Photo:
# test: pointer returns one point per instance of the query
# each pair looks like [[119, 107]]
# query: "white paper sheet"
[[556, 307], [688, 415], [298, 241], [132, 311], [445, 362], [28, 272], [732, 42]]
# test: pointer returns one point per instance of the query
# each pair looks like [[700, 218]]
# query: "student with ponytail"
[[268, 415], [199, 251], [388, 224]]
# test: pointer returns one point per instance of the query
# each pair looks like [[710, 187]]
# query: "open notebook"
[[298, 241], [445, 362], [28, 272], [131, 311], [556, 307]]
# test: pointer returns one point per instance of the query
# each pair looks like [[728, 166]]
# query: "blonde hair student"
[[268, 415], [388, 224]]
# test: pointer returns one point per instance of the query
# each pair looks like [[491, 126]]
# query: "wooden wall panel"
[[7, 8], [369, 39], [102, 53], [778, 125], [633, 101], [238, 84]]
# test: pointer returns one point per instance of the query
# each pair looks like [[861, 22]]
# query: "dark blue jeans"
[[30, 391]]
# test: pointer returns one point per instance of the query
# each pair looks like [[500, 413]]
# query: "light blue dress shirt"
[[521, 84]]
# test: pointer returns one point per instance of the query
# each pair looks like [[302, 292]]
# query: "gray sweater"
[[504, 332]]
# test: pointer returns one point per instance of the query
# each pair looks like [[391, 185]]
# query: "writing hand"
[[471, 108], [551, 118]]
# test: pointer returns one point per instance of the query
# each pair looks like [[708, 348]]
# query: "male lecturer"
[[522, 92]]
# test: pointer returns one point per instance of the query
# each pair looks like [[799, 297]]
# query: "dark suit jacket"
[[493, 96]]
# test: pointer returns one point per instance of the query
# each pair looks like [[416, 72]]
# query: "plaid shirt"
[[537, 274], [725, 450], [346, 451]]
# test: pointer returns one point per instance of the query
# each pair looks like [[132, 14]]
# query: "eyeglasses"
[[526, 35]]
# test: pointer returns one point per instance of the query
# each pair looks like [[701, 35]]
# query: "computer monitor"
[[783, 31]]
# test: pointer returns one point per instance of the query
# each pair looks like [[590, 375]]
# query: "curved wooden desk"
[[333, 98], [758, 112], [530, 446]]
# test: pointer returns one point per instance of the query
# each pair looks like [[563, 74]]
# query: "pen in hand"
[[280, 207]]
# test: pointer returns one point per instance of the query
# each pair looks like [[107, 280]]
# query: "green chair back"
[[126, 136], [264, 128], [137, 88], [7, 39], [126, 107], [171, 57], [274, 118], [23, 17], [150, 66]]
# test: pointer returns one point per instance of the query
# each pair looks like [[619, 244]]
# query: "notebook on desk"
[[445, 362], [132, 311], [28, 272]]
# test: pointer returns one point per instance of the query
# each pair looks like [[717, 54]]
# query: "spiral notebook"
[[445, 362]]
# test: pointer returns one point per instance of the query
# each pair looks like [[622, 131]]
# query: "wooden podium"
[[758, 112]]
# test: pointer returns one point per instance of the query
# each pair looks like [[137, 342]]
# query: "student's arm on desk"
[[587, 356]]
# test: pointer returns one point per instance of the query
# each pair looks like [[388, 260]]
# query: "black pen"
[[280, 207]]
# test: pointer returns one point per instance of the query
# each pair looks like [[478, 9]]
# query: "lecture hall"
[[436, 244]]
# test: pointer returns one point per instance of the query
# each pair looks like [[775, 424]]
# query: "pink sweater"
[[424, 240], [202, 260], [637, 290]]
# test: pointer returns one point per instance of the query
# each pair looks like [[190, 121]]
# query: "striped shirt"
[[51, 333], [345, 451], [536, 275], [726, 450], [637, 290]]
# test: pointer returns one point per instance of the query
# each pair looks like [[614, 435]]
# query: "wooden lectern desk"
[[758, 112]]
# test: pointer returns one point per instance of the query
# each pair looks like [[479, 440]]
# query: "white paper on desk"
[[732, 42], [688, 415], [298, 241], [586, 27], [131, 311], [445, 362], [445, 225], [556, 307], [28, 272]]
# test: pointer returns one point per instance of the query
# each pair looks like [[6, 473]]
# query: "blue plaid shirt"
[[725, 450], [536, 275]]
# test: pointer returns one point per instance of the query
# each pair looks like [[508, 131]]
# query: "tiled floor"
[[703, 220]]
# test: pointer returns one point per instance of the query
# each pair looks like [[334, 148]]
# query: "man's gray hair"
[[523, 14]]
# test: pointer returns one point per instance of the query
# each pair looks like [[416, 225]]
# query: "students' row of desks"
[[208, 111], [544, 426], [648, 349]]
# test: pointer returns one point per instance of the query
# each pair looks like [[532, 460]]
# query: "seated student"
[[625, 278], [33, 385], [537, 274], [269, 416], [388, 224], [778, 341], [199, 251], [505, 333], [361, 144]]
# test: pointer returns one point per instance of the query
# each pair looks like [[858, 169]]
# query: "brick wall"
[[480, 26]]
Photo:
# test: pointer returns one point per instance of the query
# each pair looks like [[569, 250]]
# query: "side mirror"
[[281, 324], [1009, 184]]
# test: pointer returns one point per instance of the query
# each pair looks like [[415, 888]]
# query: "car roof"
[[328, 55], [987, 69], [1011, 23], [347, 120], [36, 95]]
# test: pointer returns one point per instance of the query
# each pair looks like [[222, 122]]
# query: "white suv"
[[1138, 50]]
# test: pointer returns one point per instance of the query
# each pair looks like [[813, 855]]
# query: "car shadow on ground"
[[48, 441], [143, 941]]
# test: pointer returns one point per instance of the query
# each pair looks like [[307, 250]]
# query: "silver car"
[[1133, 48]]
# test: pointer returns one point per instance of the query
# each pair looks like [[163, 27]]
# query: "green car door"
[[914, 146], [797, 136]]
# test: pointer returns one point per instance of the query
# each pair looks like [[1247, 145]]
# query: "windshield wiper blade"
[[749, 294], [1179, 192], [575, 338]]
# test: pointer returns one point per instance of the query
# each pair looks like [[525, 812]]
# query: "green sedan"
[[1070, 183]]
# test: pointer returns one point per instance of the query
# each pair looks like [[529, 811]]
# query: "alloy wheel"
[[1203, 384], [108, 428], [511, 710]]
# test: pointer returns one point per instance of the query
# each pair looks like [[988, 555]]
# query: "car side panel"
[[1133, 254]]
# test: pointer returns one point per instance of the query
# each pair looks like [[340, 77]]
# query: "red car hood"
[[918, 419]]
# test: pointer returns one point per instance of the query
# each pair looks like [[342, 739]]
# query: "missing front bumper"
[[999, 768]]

++++++++

▶ [Exercise objective]
Word for word, output the records that appear above.

▶ [Written answer]
Photo:
# test: pointer returns one point per instance of the query
# each pair looks like [[119, 107]]
# query: "white paper sheet"
[[556, 307], [688, 415], [298, 241], [132, 311], [445, 362], [28, 272], [732, 42]]
# test: pointer returns one point per instance of the query
# each pair looks like [[700, 218]]
# query: "student with ponytail"
[[268, 415], [199, 251], [388, 224]]
# test: pointer returns one point per instance of the query
# each pair looks like [[710, 187]]
# query: "open notebook"
[[298, 241], [445, 362], [28, 272], [131, 311], [556, 307]]
# test: pointer returns one point per instance of the query
# each pair looks like [[728, 166]]
# query: "blonde hair student"
[[268, 415], [388, 224]]
# test: pointer returns one point per instance of the query
# each pair looks like [[491, 126]]
# query: "wooden wall panel"
[[7, 8], [369, 39], [102, 53], [778, 125], [633, 101], [238, 84]]
# test: pointer returns one point per instance of the query
# each pair looks like [[861, 22]]
# query: "dark blue jeans"
[[30, 391]]
# test: pointer returns one point per instance of the query
# each pair looks like [[500, 413]]
# query: "light blue dress shirt"
[[521, 84]]
# test: pointer returns one point per instance of the query
# each pair looks like [[302, 292]]
# query: "gray sweater"
[[504, 332]]
# test: pointer returns one point per instance of the query
# each pair looks like [[391, 185]]
# query: "writing hand"
[[471, 108], [551, 118]]
# test: pointer returns one point per instance of the query
# each pair looks like [[708, 348]]
# query: "male lecturer"
[[522, 92]]
# test: pointer returns one point per instance of the query
# each pair looks like [[799, 297]]
# query: "dark suit jacket"
[[493, 96]]
# test: pointer returns one point per instance of the query
# each pair looks like [[416, 72]]
# query: "plaid shirt"
[[537, 274], [725, 450], [346, 451]]
# test: pointer returns one point per instance of the query
# each pair looks like [[132, 14]]
# query: "eyeglasses"
[[526, 35]]
# test: pointer returns one point per instance of the query
# each pair looks like [[701, 35]]
# query: "computer monitor"
[[783, 31]]
# test: pointer returns one point per instance of the query
# each pair looks like [[590, 375]]
# query: "curved wooden desk"
[[333, 98], [758, 112], [530, 446]]
# test: pointer returns one point per instance of the query
# each pair looks like [[563, 74]]
# query: "pen in hand"
[[280, 207]]
# test: pointer returns one point per instance of the query
# each pair looks like [[107, 280]]
# query: "green chair back"
[[126, 136], [264, 128], [137, 88], [7, 39], [126, 107], [171, 57], [274, 118], [23, 17], [150, 66]]
# test: pointer returns one point per instance of the query
# each pair looks like [[619, 244]]
# query: "notebook on desk"
[[445, 362], [132, 311], [28, 272]]
# test: pointer returns one point per instance of the query
# each pair looks like [[717, 54]]
# query: "spiral notebook"
[[445, 362]]
# test: pointer returns one point per instance of the query
# each pair looks like [[622, 131]]
# query: "wooden podium"
[[758, 112]]
# test: pointer returns one point per instance of the query
# each pair looks like [[137, 342]]
# query: "student's arm on desk"
[[587, 356]]
# test: pointer returns one point per instance of the query
# each pair looks like [[388, 260]]
# query: "black pen"
[[280, 207]]
# test: pointer returns one point per instance of the query
# each pair looks like [[478, 9]]
# query: "lecture hall"
[[436, 244]]
# test: pointer returns one point per instance of the query
# each pair looks like [[775, 424]]
# query: "pink sweater"
[[424, 240], [202, 260], [637, 290]]
# test: pointer returns one point per instance of the query
# each pair looks like [[190, 121]]
# query: "striped shirt"
[[51, 333], [345, 451], [536, 275], [726, 450], [637, 290]]
# test: pointer returns one point per instance of the query
# each pair looks like [[614, 435]]
# query: "wooden lectern desk"
[[758, 112]]
# test: pointer returns one point per instance of the query
# each pair looks like [[479, 440]]
# query: "white paper on desk"
[[732, 42], [688, 415], [298, 241], [586, 27], [131, 311], [445, 362], [445, 225], [556, 307], [28, 272]]
# test: pointer returns one point per instance of the query
# each pair looks like [[6, 473]]
# query: "blue plaid shirt"
[[725, 450], [536, 275]]
# test: pointer returns one point per instance of the query
# each pair looks like [[508, 131]]
# query: "tiled floor"
[[703, 220]]
# test: pointer returns one point per instance of the query
# each pair looks like [[334, 148]]
# query: "man's gray hair"
[[523, 14]]
# test: pointer returns one point per instance of the query
# each pair looks like [[416, 225]]
# query: "students' row of desks"
[[208, 111], [544, 426], [648, 349]]
# test: pointer returns one point per instance of the query
# each pair looks like [[532, 460]]
# query: "seated student"
[[625, 278], [33, 385], [537, 274], [269, 416], [388, 224], [778, 341], [199, 251], [505, 333], [361, 144]]
# test: pointer returns one point per instance of the query
# each pair looks like [[858, 169]]
# query: "brick wall"
[[480, 26]]
Photo:
# test: pointer returns one point per instance of the query
# each pair looks like [[569, 250]]
# query: "side mirror"
[[281, 324], [1009, 184]]
# test: pointer returns one point per instance of the query
# each pair looks like [[415, 888]]
# query: "car roof"
[[328, 55], [987, 69], [1011, 23], [347, 120], [36, 95]]
# test: pointer returns one point per instance of the query
# each pair looks like [[222, 122]]
# query: "white suv"
[[1138, 50]]
# test: pointer returns one point per instance of the query
# each pair looks like [[813, 855]]
# query: "car shadow on ground"
[[48, 441], [143, 941]]
# test: pointer returns one point per instance of the query
# each pair looks like [[307, 250]]
# query: "silver car"
[[1133, 48]]
# test: pointer returns one point per instance of the query
# each pair looks like [[163, 27]]
# query: "green car door"
[[914, 146], [797, 136]]
# test: pointer returns one point per instance of the query
# each pair looks like [[1247, 145]]
# query: "windshield wiper blade"
[[749, 294], [1179, 192], [575, 338]]
# test: pointer returns one point per instance of the query
# each pair looks like [[525, 812]]
# query: "green sedan"
[[1070, 183]]
# test: pointer returns one point per instance of the query
# each pair looks like [[529, 811]]
# query: "alloy wheel"
[[1203, 384], [108, 428], [511, 710]]
# test: pointer returns one point per instance of the query
# each pair looks like [[988, 555]]
# query: "car side panel"
[[1133, 254]]
# test: pointer returns one point per instance of the query
# each pair looks like [[340, 77]]
# query: "red car hood"
[[918, 419]]
# test: pointer returns one point per instance of the query
# each pair looks like [[342, 739]]
# query: "missing front bumper"
[[999, 768]]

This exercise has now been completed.